■ WHAT YOU SHOULD DO:
Reproduce the items from the line containing "Where can you spot the sandy" through the end of the items, changing "sandy soil" to "loose gravel" and keeping everything else unchanged.

■ Point annotation dataset records:
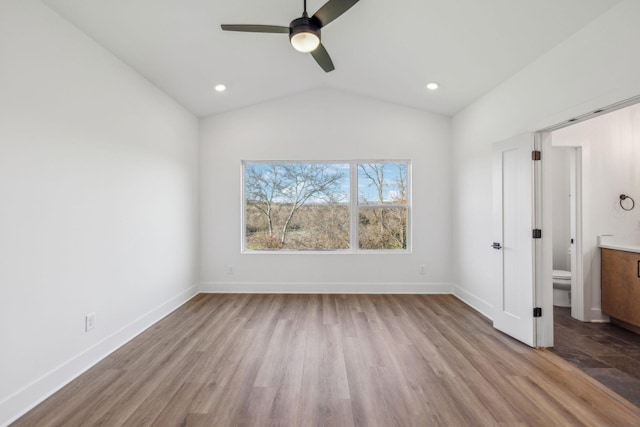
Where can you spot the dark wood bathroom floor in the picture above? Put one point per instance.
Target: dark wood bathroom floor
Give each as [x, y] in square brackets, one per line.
[606, 352]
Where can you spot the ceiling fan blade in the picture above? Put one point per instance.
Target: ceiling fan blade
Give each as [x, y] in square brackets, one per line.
[256, 28]
[332, 10]
[323, 59]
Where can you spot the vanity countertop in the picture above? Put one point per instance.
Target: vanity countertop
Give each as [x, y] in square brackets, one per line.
[610, 242]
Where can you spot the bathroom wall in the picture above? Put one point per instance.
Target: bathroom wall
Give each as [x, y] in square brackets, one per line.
[610, 167]
[560, 199]
[593, 68]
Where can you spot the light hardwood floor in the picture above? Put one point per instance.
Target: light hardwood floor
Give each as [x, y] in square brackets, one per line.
[340, 360]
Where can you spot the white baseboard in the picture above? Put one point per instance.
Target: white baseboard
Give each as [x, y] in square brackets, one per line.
[31, 395]
[478, 304]
[324, 288]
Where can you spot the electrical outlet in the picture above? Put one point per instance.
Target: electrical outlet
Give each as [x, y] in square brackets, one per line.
[89, 321]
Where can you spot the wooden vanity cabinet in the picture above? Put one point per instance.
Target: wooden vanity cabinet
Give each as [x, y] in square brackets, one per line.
[620, 284]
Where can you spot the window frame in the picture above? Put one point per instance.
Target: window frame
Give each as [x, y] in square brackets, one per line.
[354, 209]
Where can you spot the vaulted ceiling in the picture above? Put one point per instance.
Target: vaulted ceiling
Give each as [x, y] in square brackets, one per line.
[381, 49]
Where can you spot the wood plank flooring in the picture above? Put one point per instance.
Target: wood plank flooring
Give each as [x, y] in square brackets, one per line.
[330, 360]
[604, 351]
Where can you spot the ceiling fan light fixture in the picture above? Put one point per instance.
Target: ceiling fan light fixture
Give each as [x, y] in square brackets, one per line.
[304, 36]
[305, 42]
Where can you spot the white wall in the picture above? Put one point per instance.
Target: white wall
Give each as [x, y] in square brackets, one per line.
[319, 125]
[610, 146]
[98, 203]
[560, 199]
[593, 68]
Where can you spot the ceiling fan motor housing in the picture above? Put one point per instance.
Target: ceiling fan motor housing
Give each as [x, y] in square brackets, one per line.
[304, 25]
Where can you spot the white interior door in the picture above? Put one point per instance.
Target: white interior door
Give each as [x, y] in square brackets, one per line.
[513, 224]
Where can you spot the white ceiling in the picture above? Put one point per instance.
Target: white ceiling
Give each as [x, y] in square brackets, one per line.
[382, 49]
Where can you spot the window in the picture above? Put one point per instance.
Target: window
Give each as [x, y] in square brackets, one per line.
[350, 206]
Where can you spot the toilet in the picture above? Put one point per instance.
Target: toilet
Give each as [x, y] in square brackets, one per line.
[561, 288]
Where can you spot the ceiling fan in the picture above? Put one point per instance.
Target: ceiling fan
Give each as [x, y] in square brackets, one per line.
[304, 32]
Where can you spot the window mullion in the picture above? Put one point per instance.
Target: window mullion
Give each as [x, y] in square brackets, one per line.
[355, 211]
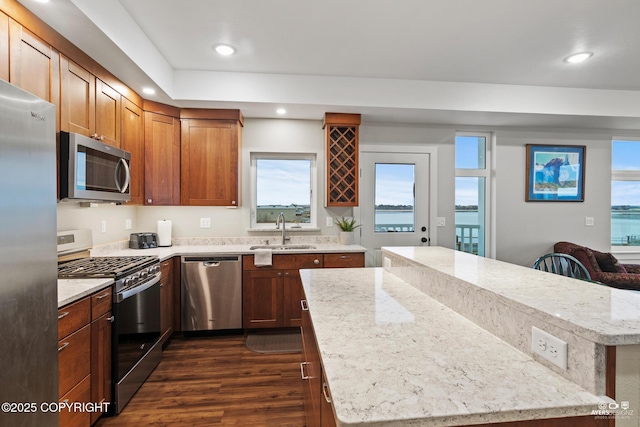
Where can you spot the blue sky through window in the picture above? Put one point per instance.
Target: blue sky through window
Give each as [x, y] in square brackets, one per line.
[283, 182]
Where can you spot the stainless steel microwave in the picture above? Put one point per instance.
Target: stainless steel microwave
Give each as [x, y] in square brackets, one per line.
[91, 170]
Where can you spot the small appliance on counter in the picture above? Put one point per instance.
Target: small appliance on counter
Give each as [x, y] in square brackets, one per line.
[164, 232]
[143, 240]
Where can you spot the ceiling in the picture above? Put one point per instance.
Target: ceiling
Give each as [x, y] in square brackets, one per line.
[453, 62]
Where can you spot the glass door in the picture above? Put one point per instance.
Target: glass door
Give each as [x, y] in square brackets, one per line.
[394, 202]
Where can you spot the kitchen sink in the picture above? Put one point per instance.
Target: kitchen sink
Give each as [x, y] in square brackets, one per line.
[282, 247]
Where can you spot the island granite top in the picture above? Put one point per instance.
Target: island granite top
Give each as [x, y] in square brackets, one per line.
[395, 357]
[599, 313]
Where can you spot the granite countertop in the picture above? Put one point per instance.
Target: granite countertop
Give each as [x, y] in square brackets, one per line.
[395, 357]
[70, 290]
[231, 249]
[601, 314]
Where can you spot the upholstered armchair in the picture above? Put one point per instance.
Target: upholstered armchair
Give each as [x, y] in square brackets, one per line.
[603, 266]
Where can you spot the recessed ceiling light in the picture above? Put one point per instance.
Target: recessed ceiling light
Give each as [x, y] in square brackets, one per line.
[224, 49]
[578, 57]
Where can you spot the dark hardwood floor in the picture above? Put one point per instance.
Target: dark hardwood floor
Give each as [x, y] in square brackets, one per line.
[216, 381]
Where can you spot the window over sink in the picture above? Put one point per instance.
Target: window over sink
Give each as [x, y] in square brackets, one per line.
[283, 182]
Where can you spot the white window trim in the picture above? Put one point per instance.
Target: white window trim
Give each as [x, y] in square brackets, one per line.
[253, 176]
[486, 173]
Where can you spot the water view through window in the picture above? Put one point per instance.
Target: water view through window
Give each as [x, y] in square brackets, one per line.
[625, 193]
[394, 200]
[283, 185]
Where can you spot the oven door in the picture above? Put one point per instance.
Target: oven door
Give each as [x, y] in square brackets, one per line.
[137, 325]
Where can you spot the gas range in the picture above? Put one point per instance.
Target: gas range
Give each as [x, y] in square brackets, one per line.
[127, 271]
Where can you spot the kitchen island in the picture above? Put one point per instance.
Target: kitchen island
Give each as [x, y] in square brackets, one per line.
[392, 355]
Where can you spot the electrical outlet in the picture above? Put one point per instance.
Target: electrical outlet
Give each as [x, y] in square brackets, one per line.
[551, 348]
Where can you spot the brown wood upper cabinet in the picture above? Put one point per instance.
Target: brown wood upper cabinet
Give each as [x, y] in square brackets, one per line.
[33, 64]
[89, 106]
[162, 158]
[132, 140]
[341, 139]
[210, 157]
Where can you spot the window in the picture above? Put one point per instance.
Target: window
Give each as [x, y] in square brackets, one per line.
[472, 193]
[283, 183]
[625, 193]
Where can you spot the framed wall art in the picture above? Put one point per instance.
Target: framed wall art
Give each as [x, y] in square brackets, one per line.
[555, 173]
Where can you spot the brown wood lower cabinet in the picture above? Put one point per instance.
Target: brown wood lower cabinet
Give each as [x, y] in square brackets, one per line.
[166, 300]
[317, 403]
[271, 295]
[84, 356]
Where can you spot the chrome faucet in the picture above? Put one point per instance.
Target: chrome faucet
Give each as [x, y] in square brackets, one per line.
[284, 226]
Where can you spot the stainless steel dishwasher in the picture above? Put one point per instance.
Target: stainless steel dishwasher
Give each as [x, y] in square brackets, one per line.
[211, 292]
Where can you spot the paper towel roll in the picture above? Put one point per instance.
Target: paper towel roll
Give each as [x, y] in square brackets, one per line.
[164, 232]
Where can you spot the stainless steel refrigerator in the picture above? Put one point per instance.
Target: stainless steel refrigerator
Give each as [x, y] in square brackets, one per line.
[28, 260]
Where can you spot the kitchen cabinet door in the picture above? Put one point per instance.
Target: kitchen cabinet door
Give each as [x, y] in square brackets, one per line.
[166, 300]
[34, 65]
[262, 299]
[77, 98]
[4, 47]
[210, 162]
[161, 159]
[293, 293]
[310, 371]
[101, 336]
[108, 111]
[132, 140]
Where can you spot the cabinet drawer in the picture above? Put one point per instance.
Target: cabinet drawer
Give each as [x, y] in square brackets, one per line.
[80, 393]
[73, 316]
[74, 356]
[295, 262]
[101, 303]
[355, 259]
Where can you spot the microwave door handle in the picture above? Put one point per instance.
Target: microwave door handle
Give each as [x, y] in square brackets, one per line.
[127, 178]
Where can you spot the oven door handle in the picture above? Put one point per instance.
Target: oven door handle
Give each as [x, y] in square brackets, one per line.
[120, 296]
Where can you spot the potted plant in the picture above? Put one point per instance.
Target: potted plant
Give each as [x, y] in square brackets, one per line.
[347, 225]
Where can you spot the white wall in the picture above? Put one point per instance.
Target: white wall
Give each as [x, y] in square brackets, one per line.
[524, 230]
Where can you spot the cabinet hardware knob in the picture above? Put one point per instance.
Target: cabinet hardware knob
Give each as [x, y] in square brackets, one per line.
[325, 387]
[302, 365]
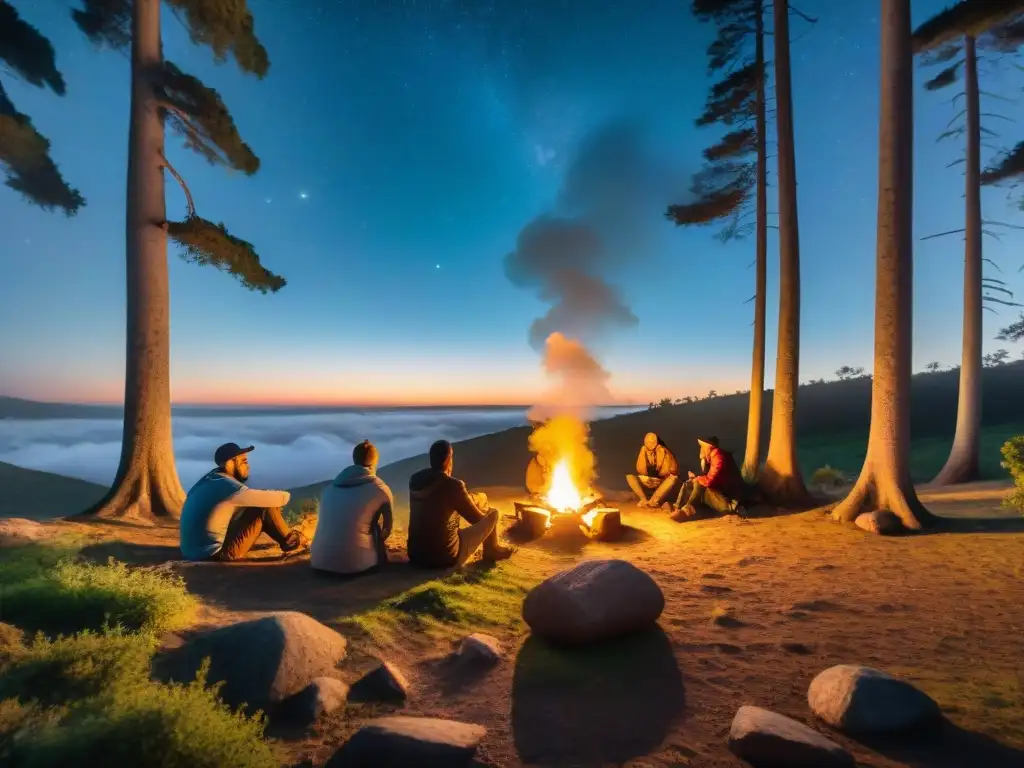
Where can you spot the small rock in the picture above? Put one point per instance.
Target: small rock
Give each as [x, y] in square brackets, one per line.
[768, 739]
[881, 521]
[384, 683]
[480, 648]
[407, 741]
[15, 531]
[593, 601]
[862, 700]
[322, 696]
[262, 662]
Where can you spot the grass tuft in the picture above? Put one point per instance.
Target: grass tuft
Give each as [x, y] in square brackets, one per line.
[481, 597]
[75, 596]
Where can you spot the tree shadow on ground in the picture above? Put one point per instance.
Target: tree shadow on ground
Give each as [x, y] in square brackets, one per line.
[978, 525]
[595, 706]
[947, 745]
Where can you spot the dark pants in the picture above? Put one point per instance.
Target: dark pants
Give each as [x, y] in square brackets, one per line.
[693, 494]
[482, 532]
[245, 528]
[654, 489]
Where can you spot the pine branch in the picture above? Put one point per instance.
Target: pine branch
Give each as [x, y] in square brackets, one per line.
[25, 156]
[29, 54]
[105, 23]
[971, 17]
[198, 113]
[228, 28]
[182, 184]
[945, 78]
[211, 245]
[1013, 332]
[1010, 167]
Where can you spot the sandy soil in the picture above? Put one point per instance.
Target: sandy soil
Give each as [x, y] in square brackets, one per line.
[754, 610]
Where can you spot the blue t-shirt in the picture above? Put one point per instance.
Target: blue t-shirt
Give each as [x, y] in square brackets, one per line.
[205, 517]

■ THE OUTPUT:
Where can you spot the loose gravel in the picture above? Put one point per instance.
Target: loose gravel
Give each as [x, y] in square brackets, one per line.
[754, 610]
Where can you spot the blue t-shirt in the picture above? Put one point per instance.
Target: blue t-shirt
Give each as [x, y] in square brackets, one per line.
[205, 517]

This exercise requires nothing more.